### What you need to do
Run through the data and copy out every line that mentions the word "below".

Point localization data

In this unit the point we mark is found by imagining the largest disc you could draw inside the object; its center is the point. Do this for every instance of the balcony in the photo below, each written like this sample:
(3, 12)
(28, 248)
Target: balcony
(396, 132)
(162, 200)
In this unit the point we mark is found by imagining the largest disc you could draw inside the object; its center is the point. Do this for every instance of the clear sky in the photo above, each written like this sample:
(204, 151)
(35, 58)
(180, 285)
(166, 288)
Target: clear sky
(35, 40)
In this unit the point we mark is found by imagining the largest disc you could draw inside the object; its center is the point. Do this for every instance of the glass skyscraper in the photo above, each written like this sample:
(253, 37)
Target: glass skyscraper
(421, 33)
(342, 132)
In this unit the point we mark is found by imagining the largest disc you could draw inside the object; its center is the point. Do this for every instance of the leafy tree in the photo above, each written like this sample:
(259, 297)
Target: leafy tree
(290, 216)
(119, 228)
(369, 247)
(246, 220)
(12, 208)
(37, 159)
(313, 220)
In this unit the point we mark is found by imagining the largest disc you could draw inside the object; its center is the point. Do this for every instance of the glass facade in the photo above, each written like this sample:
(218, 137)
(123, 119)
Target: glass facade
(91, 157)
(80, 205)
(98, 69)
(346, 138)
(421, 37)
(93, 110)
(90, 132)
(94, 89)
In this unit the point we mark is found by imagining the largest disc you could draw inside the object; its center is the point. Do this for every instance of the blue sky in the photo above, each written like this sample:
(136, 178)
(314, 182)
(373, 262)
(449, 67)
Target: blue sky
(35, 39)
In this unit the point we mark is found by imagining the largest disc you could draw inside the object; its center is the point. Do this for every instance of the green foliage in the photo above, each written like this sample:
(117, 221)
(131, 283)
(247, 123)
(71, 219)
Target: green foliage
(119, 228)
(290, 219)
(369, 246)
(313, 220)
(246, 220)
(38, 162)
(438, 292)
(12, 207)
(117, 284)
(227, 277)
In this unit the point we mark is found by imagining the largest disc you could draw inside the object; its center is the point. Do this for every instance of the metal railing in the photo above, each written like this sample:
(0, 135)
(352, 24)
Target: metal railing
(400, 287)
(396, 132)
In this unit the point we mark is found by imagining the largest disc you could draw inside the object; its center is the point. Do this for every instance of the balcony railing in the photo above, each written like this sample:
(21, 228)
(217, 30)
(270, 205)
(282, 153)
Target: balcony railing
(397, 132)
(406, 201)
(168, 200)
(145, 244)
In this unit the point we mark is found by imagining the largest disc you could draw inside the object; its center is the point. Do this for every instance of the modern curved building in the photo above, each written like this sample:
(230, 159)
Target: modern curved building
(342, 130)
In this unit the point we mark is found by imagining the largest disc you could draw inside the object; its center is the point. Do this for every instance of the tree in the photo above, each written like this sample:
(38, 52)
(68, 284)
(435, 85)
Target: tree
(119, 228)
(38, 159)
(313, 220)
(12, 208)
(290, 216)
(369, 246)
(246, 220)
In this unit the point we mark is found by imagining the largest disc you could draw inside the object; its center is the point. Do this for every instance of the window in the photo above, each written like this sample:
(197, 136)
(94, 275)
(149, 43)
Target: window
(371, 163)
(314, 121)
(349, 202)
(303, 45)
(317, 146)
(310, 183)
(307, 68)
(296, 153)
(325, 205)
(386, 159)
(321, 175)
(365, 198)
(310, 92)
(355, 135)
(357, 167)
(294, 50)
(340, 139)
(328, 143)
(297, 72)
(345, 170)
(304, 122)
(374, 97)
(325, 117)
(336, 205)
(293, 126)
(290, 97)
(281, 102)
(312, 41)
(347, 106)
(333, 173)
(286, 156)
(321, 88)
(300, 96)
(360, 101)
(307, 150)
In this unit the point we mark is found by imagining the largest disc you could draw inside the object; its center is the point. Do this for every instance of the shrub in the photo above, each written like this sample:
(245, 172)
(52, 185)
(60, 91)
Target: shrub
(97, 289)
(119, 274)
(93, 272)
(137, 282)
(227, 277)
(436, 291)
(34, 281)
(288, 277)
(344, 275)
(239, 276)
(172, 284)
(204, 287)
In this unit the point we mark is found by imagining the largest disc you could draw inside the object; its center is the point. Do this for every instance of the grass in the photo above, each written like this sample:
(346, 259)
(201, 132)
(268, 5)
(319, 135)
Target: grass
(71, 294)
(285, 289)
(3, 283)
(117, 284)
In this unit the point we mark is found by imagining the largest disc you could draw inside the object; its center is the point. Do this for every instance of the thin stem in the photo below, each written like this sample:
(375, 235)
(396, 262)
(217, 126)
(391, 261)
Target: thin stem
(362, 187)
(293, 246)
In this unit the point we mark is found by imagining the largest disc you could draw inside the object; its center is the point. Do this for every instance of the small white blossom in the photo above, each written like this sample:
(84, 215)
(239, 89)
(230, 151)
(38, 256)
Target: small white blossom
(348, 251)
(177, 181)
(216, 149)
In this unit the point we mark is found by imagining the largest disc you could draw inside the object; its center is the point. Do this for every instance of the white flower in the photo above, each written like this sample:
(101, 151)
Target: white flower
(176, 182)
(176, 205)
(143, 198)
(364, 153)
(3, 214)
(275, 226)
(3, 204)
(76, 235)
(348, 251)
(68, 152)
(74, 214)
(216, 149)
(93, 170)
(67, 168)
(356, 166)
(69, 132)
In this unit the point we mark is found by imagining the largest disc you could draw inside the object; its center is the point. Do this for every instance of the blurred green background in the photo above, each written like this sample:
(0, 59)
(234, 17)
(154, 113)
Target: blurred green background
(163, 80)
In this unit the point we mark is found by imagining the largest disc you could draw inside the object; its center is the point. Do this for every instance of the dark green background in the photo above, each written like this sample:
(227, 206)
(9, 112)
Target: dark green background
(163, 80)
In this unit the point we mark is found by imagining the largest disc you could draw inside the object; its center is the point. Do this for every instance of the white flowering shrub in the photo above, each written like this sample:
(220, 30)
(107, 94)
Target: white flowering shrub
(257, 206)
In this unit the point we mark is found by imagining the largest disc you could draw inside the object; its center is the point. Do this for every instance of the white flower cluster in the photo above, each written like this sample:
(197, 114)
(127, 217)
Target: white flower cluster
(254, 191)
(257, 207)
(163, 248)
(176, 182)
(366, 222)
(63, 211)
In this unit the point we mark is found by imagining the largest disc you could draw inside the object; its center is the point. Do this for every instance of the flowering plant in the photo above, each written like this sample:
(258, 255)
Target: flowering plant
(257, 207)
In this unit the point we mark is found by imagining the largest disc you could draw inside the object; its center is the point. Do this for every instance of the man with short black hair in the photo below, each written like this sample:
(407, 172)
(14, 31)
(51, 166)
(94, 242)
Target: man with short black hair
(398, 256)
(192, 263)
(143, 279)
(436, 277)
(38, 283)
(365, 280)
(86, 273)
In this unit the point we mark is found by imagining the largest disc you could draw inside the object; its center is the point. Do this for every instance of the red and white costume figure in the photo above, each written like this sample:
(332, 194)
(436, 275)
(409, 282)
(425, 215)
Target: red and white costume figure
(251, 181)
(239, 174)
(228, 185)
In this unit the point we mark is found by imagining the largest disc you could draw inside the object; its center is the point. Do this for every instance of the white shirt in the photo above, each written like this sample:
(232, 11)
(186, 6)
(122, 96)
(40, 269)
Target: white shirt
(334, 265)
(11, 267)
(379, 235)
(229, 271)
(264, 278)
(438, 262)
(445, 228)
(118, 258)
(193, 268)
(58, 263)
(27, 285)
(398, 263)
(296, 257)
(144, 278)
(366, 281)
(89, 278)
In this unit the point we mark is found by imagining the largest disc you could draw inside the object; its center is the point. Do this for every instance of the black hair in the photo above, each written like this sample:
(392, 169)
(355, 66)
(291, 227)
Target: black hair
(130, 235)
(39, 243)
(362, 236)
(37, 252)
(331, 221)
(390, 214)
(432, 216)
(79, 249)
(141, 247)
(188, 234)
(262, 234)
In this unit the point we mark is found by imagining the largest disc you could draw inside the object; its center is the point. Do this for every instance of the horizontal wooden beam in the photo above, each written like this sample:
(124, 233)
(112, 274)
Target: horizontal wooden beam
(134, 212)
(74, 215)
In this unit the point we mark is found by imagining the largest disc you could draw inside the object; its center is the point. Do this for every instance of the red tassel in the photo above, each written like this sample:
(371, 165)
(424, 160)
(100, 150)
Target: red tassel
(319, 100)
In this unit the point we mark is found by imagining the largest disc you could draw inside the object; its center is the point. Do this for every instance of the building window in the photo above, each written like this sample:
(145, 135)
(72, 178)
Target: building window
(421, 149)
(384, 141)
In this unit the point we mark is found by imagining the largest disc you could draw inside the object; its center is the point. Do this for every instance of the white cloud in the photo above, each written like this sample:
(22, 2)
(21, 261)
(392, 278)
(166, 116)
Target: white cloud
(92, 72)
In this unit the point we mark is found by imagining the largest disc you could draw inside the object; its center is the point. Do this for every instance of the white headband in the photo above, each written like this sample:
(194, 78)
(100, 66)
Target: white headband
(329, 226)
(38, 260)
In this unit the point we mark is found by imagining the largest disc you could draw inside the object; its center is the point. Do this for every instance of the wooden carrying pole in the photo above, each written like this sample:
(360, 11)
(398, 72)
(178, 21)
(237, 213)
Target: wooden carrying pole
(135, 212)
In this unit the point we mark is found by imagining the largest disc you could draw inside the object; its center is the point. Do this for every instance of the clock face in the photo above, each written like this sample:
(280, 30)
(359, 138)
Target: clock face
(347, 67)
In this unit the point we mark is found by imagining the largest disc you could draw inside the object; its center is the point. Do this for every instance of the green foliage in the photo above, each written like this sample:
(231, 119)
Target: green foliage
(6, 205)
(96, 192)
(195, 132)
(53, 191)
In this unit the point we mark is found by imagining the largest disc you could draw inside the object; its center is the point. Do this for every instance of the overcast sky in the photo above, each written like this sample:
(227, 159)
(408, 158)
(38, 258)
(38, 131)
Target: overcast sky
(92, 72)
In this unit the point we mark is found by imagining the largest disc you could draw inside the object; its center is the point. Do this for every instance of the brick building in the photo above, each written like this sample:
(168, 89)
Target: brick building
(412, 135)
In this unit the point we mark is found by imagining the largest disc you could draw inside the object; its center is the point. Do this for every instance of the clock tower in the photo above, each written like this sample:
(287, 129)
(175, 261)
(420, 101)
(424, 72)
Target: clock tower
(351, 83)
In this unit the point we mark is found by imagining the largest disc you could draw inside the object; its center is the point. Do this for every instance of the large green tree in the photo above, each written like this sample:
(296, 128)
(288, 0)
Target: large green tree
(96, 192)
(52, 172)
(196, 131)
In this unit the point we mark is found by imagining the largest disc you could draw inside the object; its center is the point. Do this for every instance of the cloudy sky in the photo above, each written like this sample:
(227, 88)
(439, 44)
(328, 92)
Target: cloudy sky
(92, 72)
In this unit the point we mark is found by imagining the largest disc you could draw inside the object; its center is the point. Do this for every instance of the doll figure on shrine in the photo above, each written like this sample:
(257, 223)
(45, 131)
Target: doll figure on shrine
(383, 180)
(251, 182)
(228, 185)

### Expected answer
In this unit the point we mark is found by imagining the largest disc you could draw inside the object; its center is the point. Do this for every instance of the balcony in the photo below, each written like this sample:
In this unit the point we mark is found by imagining the largest disc you could draw inside the object; its center is the point. Do this for every instance of the thin stem in the photo below, each written like this sample:
In this unit the point we mark is found by imagining the largest disc you could draw inside the object; its center is the point. Do this for every instance of the man with short black hair in the photo below, each written like this sample:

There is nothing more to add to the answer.